Quoted passage:
+ + + + +
Past cost structures created our current electric industry organization. We use central station generation and a large network of transmission and distribution to deliver power to ultimate consumers. Technological change assaults this paradigm with new cost structures.

New ways of generating, storing, and minimizing the use of electricity creates opportunities for many new businesses. Most of these businesses will fail, but when just a few of them succeed, the industry will not be the same. Despite legal and regulatory bulwarks built by incumbent companies, new cost structures will drive electric industry structure, just as has happened in telecommunications where landlines are vanishing.

The ultimate test for any new cost structure is total cost at the point of use. If it is cheaper to save a kilowatt-hour then it is to buy it, consumers will save instead of buy. If it is cheaper to generate, or generate and store, kilowatt-hours at the point of use than to buy them from someone else, consumers will do that instead.

As it turns out, costs are falling for technology for generating at the point of use, storing electricity, and minimizing use. At the same time, equipment replacement and new capabilities are increasing the unit prices for most parts of the existing paradigm. Will new approaches become cheap enough to upend our current industry structure?
+ + + + +
Information shown:

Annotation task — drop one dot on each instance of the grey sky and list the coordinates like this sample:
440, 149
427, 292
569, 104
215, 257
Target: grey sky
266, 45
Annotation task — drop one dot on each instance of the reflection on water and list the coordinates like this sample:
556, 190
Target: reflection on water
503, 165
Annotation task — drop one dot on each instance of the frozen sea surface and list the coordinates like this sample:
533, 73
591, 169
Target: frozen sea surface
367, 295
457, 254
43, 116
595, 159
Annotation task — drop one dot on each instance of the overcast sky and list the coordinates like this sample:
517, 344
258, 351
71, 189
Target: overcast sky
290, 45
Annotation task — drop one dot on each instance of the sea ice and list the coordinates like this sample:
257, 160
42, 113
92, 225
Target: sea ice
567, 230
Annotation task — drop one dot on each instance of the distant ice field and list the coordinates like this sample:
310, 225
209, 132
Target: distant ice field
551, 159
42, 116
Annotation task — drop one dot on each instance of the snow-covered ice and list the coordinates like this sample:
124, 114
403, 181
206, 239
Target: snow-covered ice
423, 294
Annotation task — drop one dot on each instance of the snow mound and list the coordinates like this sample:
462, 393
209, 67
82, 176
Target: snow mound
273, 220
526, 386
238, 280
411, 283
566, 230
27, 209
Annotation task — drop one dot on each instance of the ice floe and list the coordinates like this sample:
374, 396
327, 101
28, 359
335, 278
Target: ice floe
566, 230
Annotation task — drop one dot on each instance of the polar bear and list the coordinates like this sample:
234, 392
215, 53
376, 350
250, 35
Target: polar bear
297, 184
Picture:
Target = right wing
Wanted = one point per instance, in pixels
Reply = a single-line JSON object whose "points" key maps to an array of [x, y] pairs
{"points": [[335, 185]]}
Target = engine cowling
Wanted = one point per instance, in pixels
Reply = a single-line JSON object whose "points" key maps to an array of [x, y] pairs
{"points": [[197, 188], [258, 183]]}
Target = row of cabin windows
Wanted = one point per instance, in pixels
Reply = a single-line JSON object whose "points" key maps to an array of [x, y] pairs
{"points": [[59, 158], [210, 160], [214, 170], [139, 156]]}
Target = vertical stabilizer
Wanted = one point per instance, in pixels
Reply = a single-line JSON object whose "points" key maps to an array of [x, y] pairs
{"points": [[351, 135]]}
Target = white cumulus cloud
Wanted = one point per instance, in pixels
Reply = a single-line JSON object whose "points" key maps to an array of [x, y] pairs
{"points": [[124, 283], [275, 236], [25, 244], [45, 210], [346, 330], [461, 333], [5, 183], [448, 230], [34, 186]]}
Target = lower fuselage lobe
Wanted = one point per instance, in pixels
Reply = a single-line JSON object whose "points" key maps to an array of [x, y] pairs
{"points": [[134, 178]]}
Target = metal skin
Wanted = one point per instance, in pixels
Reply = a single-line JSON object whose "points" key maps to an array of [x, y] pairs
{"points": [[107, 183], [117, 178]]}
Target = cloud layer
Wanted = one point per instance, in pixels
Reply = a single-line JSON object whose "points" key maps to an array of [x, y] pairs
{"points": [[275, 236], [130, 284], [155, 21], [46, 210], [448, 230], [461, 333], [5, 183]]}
+ + + + +
Brief 1: In one to three sentences, explain why, according to the electric industry passage, consumers would choose to save a kilowatt-hour instead of buying it.
Brief 2: Write out the part of the electric industry passage starting with "New ways of" and going on through "landlines are vanishing.".
Brief 3: Carry the electric industry passage forward from its last sentence.

Reply 1: The passage says the ultimate test for any new cost structure is total cost at the point of use. So if saving a kilowatt-hour is cheaper than buying it, consumers will save instead of buy.

Reply 2:
New ways of generating, storing, and minimizing the use of electricity creates opportunities for many new businesses. Most of these businesses will fail, but when just a few of them succeed, the industry will not be the same. Despite legal and regulatory bulwarks built by incumbent companies, new cost structures will drive electric industry structure, just as has happened in telecommunications where landlines are vanishing.

Reply 3:
Future posts will look at the prospects of each of the main functional areas: generation, transmission and distribution, and electric demand. For now, though, let’s list some of the items that create the cross currents:

  1. Central station generation continues to be capital intensive and expensive, especially as climate change and concern with nuclear safety raises costs.
  2. Transmission and distribution (T&D) already makeup over half of the ultimate customer’s bill and with smart grid and scheduled T&D upgrades these costs will increase significantly.
  3. Falling costs of solar cells and increasing efficiency has made them competitive with grid power now in sunny locations.
  4. Huge investments in battery technology promise relatively cheap electric storage in the future.
  5. New products are increasingly energy efficient; they use less electricity to produce the same amount of output.
  6. The only significant new source of electricity demand on the horizon is electric vehicles.